**Requirement**
Only the lines from the one containing "[locate] the brown vegetation" to the end of the entries should be written out, each exactly as it stands, both ends included.

**Input data**
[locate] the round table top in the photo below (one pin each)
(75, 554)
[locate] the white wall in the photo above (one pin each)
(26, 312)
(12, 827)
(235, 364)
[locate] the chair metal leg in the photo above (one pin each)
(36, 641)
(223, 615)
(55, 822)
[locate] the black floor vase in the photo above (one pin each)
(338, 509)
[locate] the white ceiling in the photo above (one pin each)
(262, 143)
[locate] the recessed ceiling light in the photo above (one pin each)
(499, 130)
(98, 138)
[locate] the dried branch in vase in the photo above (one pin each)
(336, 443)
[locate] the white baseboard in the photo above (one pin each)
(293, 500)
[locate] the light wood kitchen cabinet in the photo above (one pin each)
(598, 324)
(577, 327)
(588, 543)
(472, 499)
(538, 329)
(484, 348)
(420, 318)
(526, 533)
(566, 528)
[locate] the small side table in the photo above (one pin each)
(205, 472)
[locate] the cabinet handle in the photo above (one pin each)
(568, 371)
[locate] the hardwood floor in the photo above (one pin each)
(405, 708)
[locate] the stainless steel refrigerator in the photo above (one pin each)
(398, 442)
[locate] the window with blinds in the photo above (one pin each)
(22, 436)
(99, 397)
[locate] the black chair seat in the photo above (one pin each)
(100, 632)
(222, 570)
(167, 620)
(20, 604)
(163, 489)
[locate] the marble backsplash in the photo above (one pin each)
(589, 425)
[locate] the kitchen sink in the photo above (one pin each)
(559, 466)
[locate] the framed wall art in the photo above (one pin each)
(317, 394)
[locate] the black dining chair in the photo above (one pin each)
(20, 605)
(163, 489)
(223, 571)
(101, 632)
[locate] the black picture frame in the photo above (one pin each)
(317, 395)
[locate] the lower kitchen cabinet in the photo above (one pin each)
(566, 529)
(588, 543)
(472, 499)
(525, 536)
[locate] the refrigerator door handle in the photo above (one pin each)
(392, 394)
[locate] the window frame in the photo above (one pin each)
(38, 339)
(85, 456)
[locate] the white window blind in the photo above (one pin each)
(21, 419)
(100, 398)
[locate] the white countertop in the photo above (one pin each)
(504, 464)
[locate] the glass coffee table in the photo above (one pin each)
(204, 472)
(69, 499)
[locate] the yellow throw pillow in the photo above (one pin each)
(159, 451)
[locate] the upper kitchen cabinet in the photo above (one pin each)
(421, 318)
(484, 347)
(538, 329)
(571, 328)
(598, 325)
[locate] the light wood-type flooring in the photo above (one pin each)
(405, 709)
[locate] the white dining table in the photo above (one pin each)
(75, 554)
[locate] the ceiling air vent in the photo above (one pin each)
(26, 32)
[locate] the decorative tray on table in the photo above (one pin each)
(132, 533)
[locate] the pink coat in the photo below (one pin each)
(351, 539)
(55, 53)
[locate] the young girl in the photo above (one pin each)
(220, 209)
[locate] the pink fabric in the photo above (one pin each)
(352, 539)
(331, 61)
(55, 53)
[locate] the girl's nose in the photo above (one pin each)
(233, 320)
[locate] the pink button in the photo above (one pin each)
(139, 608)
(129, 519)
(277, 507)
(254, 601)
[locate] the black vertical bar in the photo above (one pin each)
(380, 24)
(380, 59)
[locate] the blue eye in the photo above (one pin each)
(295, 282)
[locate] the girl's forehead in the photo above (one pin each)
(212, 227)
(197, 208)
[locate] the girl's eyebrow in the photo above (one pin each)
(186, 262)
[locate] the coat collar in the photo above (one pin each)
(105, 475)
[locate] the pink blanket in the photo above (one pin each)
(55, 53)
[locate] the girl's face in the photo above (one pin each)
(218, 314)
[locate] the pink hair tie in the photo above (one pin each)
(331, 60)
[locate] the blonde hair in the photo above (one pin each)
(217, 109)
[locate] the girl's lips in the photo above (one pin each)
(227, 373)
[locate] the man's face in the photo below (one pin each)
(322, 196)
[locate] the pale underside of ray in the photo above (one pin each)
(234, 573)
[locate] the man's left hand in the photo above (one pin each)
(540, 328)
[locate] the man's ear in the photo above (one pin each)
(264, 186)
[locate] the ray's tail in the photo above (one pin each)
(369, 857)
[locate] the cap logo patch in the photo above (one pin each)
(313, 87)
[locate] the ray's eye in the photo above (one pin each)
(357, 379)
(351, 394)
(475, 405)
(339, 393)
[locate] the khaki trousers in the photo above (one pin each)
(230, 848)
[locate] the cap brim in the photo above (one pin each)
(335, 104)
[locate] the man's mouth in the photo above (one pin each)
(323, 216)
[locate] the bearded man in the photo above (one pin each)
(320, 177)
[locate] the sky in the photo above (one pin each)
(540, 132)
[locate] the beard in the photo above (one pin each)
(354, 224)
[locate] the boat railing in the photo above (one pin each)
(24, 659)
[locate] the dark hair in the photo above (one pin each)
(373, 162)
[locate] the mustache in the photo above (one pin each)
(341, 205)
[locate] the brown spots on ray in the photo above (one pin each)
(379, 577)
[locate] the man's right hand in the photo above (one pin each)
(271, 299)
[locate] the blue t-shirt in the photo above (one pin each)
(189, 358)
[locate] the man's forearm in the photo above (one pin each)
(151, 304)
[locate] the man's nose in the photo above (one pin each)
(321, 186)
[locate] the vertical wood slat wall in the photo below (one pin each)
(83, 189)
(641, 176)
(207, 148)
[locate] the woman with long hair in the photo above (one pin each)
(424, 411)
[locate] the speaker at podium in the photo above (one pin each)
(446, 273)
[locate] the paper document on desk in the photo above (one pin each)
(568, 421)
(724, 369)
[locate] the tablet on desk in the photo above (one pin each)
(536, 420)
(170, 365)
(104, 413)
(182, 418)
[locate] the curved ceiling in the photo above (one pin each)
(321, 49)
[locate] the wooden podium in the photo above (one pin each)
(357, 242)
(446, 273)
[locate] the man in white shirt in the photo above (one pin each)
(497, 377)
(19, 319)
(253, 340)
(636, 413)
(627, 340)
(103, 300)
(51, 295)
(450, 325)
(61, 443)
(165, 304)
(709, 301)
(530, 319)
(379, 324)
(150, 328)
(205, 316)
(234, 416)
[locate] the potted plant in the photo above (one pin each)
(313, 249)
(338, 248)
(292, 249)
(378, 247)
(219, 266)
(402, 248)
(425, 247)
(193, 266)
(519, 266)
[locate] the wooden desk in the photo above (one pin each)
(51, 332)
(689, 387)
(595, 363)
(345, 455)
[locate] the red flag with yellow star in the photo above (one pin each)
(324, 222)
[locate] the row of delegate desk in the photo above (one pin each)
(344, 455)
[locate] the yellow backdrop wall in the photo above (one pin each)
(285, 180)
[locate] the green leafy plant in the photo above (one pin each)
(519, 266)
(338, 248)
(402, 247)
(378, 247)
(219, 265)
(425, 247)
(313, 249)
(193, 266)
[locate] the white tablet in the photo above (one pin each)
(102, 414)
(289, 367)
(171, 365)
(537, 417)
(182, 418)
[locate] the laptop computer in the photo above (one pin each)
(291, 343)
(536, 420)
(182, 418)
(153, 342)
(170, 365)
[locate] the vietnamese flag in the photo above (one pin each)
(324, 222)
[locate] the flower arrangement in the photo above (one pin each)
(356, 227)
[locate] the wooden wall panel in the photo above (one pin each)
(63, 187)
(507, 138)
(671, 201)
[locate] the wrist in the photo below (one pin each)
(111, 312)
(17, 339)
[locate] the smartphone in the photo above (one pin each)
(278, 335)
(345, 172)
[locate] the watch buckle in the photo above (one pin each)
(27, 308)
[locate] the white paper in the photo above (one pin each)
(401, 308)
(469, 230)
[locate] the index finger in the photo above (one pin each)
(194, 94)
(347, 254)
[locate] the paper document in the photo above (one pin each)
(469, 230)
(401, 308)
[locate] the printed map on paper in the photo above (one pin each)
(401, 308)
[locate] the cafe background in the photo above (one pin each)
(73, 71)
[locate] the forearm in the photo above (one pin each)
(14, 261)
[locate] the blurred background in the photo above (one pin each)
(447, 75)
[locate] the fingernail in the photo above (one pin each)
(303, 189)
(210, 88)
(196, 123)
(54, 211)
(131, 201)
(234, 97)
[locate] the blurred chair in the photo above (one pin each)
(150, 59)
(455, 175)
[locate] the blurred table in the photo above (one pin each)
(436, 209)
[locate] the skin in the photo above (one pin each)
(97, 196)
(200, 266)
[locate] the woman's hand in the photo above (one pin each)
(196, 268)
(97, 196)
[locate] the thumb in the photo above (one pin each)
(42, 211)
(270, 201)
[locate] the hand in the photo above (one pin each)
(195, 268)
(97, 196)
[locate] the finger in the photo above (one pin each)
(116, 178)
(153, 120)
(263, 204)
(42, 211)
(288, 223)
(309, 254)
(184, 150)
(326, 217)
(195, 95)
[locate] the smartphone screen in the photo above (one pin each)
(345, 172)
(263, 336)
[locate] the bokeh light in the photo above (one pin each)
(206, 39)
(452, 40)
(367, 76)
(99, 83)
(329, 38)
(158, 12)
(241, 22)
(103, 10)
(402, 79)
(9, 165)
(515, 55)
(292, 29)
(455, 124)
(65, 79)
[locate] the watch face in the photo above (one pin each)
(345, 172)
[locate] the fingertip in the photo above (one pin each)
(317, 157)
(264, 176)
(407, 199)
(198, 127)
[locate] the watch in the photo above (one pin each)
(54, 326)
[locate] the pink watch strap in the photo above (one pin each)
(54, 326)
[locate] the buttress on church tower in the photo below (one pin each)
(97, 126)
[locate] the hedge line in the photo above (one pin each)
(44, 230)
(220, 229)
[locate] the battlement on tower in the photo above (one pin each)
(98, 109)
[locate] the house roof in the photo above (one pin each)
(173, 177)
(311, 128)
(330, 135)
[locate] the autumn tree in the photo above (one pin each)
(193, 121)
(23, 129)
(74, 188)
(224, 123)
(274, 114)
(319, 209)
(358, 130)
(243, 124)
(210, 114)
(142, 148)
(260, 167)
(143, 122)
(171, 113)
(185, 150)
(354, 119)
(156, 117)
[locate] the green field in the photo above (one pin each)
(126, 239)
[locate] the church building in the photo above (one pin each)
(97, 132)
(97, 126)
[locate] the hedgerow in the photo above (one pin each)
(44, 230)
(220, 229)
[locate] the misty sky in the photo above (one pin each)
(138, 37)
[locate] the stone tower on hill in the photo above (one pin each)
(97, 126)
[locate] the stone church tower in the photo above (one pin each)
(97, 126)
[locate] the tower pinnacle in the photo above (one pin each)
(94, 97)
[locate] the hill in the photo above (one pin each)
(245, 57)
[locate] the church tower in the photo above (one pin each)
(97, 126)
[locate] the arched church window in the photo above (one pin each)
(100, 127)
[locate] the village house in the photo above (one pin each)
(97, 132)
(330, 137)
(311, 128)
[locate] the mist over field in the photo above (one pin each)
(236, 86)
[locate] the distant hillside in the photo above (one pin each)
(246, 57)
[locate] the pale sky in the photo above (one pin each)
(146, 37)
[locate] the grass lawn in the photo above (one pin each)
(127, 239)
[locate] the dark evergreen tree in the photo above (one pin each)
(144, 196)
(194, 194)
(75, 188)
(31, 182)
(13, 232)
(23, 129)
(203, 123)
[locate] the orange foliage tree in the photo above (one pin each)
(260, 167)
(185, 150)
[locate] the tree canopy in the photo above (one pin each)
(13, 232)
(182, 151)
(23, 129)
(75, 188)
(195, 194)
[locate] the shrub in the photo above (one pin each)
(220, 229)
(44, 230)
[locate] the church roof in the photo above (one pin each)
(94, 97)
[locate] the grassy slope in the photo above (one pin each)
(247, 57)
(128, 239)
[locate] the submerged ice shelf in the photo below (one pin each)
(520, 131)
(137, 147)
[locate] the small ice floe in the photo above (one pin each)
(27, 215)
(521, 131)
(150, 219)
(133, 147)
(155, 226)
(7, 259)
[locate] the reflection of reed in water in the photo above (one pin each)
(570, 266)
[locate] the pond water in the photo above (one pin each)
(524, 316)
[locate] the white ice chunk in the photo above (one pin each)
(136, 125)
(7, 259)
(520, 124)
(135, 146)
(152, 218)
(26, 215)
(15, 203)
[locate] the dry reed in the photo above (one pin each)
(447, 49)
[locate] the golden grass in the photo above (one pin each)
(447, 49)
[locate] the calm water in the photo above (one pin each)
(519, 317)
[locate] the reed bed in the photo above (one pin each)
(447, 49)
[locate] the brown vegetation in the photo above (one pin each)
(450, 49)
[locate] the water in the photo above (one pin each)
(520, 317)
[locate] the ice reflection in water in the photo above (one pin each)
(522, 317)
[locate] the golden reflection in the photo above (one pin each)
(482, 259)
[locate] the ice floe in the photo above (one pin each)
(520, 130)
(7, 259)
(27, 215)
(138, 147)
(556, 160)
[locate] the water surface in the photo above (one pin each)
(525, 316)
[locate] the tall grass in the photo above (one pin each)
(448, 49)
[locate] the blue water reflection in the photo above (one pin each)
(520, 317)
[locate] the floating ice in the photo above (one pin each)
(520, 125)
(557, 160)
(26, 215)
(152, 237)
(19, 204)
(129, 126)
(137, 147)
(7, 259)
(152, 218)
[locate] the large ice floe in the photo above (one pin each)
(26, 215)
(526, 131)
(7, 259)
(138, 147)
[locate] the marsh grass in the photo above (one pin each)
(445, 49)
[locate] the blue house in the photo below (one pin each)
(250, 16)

**Correct output**
[locate] the brown vegetation in the photo above (one pin each)
(450, 49)
[locate] the water in the photo above (one pin each)
(520, 317)
[locate] the ice reflection in water in the photo above (one pin each)
(522, 317)
[locate] the golden reflection in the photo above (one pin each)
(482, 259)
[locate] the ice floe in the photo above (one pin each)
(520, 130)
(7, 259)
(27, 215)
(138, 147)
(556, 160)
[locate] the water surface in the photo above (one pin each)
(525, 316)
[locate] the tall grass in the photo above (one pin each)
(448, 49)
[locate] the blue water reflection in the photo above (one pin each)
(520, 317)
[locate] the floating ice in the photo above (one pin each)
(520, 125)
(557, 160)
(26, 215)
(152, 237)
(19, 204)
(129, 126)
(137, 147)
(7, 259)
(152, 218)
[locate] the large ice floe in the photo above (one pin each)
(26, 215)
(526, 131)
(7, 259)
(138, 147)
[locate] the marsh grass in the photo above (one pin each)
(445, 49)
[locate] the blue house in the photo below (one pin each)
(250, 16)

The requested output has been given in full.